> DATASET EXCERPTS:
= Beginning of Section =

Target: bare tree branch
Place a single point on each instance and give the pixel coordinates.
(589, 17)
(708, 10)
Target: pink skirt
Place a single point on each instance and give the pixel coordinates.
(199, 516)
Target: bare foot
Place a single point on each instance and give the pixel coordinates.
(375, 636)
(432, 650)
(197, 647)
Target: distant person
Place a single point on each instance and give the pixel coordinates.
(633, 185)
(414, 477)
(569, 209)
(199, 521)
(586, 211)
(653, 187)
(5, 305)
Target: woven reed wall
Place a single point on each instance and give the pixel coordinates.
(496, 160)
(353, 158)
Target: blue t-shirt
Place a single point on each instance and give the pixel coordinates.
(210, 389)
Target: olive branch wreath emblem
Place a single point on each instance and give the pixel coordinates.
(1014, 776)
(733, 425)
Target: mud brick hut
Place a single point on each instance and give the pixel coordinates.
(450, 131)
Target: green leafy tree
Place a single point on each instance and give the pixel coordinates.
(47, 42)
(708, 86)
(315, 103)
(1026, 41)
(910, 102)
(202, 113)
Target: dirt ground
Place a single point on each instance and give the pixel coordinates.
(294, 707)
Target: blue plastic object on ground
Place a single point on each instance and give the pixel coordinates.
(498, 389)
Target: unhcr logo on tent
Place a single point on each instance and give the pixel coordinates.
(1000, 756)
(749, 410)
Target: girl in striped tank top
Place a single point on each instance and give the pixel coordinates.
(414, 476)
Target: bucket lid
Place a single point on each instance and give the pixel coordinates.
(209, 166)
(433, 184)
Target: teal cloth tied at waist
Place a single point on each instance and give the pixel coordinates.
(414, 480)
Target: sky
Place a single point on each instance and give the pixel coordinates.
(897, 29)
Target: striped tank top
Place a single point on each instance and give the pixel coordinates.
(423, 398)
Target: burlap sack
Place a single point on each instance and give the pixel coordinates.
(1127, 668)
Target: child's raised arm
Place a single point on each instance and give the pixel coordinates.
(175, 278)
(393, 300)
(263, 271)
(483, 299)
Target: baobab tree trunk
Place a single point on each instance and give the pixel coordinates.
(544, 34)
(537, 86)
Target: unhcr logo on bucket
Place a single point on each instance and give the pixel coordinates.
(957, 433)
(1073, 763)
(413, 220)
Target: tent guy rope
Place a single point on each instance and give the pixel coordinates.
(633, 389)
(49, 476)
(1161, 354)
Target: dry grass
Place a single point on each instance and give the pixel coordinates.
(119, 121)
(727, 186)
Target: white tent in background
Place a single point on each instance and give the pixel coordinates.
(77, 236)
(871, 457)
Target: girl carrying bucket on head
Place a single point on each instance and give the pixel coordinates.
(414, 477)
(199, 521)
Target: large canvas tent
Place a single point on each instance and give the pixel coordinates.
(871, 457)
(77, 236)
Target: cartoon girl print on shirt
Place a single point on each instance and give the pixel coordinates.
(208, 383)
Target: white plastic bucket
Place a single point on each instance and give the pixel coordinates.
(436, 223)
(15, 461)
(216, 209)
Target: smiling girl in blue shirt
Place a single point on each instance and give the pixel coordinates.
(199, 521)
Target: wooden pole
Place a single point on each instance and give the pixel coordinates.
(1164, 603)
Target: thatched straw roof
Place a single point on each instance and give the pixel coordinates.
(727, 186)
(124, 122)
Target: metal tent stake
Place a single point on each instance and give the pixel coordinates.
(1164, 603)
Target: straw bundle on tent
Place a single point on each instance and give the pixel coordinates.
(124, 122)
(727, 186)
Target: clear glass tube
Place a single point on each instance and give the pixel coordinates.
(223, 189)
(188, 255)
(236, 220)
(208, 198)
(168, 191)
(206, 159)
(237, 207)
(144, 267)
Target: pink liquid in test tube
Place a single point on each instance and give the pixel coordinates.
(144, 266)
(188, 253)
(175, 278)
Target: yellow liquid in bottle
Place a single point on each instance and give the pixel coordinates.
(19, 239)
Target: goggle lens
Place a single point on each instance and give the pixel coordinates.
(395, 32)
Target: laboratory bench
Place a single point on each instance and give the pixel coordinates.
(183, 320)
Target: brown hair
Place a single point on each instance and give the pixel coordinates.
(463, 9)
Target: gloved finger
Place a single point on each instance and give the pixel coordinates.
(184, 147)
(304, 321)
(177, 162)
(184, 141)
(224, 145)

= End of Section =

> WHAT IS REQUIRED: What lines in the material include the string "striped"? Pull each one out.

> RESULT OF THE EXERCISE:
Target: girl in striped tank top
Target: striped tank top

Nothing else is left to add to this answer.